> **Goal**
In the entries below, take every line from the one containing "Where can the blue flecked" through the last line of the entries, and arrange them as a JSON list of strings with one string per line. Leave out any blank lines.

> **Data supplied**
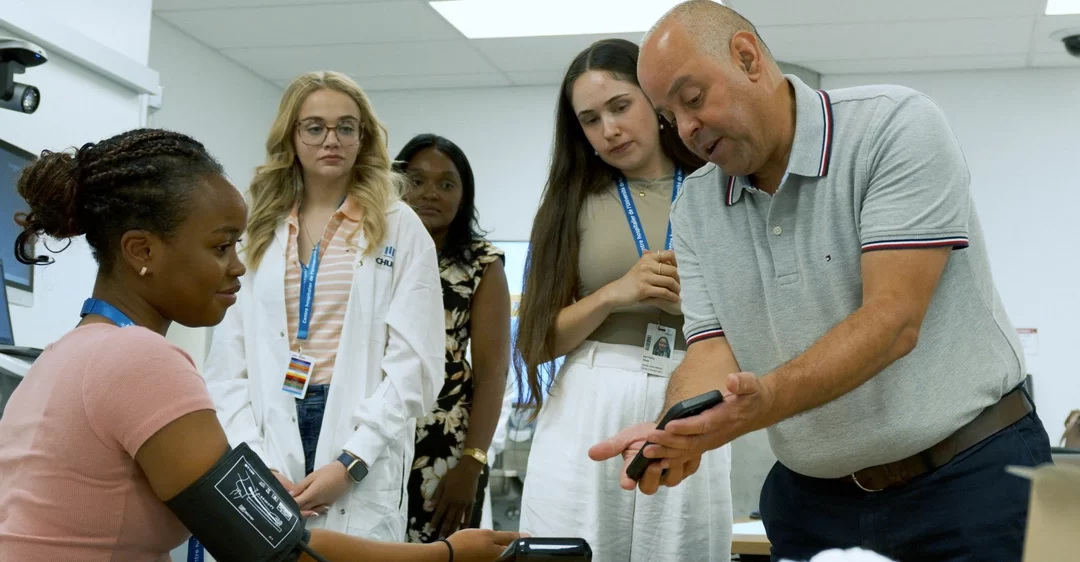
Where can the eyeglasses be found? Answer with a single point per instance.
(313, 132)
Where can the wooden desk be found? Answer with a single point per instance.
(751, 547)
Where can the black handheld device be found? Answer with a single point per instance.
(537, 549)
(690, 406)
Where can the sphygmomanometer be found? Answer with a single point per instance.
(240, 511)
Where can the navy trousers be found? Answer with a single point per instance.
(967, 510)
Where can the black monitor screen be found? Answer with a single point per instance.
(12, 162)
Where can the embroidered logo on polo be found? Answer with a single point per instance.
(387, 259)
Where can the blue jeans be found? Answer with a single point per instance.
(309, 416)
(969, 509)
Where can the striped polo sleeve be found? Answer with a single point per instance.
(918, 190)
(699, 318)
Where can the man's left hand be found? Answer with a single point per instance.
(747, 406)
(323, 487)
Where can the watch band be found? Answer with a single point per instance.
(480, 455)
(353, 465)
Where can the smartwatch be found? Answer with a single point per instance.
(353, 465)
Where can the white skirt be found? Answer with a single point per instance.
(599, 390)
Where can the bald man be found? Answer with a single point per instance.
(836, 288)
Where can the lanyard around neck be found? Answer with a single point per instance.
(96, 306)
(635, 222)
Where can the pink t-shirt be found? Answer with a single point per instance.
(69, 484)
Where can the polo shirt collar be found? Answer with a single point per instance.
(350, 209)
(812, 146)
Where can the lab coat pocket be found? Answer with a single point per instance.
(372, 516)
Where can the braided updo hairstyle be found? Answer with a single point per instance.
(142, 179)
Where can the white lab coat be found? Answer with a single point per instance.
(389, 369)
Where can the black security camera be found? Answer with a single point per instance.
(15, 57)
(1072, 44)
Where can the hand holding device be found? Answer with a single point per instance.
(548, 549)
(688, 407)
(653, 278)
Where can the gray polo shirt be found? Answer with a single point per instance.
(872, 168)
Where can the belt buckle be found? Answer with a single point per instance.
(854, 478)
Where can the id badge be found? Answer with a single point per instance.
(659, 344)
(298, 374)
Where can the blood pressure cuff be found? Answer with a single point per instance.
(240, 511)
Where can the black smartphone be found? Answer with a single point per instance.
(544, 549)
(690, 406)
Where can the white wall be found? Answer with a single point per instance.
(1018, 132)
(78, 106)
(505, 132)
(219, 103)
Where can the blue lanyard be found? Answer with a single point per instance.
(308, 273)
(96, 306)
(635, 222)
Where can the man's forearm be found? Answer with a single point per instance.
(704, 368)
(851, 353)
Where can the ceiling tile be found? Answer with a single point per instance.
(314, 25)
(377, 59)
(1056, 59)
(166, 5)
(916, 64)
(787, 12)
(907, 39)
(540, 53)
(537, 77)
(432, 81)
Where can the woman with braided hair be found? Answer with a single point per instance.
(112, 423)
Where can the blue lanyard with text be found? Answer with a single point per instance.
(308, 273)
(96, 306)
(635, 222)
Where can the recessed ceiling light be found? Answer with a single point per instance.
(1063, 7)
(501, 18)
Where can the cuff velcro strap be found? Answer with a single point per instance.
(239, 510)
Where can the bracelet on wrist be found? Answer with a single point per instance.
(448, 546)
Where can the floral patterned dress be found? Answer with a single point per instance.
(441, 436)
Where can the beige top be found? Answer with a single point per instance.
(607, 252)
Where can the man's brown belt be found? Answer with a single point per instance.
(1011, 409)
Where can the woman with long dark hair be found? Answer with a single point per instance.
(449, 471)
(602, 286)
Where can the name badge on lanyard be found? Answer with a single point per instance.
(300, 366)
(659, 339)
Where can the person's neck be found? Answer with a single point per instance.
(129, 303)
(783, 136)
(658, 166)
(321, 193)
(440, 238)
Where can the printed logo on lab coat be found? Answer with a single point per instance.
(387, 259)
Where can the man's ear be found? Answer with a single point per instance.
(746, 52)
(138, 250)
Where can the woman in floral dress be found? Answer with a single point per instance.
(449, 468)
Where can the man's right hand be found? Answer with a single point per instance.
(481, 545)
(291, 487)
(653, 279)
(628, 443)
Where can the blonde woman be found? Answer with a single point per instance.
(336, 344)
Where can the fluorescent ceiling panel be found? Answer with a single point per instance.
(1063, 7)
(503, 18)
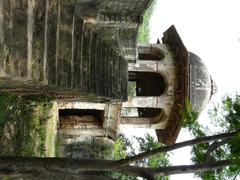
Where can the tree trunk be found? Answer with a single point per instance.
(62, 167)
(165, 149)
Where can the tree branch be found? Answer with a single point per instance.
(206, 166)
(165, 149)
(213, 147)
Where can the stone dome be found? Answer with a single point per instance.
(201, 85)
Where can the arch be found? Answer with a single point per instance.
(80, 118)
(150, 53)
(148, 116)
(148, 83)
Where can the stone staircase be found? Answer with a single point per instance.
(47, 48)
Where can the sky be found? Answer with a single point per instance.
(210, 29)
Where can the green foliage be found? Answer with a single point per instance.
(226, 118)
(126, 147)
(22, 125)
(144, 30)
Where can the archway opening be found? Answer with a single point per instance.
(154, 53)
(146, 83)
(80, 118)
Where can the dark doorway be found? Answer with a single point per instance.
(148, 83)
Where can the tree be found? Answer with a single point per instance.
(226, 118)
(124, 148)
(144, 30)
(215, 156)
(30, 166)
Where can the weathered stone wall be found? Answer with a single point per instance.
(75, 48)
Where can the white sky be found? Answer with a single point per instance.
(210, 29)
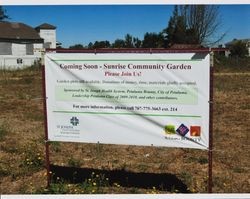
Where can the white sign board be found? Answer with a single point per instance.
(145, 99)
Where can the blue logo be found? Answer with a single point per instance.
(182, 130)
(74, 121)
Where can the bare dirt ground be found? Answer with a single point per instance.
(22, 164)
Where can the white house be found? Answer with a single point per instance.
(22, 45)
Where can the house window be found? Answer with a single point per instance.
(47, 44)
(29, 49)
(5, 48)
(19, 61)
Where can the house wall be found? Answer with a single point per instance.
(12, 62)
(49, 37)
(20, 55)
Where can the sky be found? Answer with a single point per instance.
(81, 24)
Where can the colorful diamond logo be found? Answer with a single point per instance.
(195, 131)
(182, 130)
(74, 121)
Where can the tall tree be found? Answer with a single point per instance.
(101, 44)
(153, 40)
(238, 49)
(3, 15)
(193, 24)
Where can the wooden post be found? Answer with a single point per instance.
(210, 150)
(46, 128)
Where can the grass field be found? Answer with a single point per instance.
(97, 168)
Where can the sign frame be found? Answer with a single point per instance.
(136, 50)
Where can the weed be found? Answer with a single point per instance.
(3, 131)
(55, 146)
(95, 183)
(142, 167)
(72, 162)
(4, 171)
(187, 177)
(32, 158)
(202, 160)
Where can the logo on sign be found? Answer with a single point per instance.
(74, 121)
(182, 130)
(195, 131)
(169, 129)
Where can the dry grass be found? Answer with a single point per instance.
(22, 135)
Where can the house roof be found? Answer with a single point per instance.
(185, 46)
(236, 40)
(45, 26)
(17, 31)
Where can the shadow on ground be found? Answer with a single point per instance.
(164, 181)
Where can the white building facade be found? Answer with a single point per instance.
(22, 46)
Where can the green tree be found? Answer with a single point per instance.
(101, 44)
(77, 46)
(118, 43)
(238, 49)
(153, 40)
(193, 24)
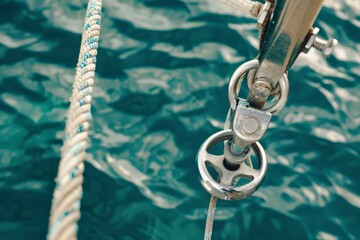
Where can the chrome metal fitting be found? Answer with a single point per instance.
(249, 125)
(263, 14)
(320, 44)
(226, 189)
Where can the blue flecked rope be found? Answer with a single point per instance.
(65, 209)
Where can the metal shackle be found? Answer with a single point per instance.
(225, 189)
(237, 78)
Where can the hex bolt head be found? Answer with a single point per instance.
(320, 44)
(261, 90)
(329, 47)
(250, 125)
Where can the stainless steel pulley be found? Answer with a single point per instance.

> **Solution to this problem**
[
  "Where can the blue flecked rope be found? Answer with a single point per instance.",
  "(65, 209)",
  "Where can the metal shackle be found? Answer with a single point per instance.",
  "(225, 189)",
  "(237, 78)",
  "Where can the hex bolt head be found? Answer with a single point per instance.",
  "(320, 44)",
  "(261, 90)",
  "(329, 47)",
  "(250, 125)",
  "Where can the stainless steel pulley be found? Answer with a single point per instance."
]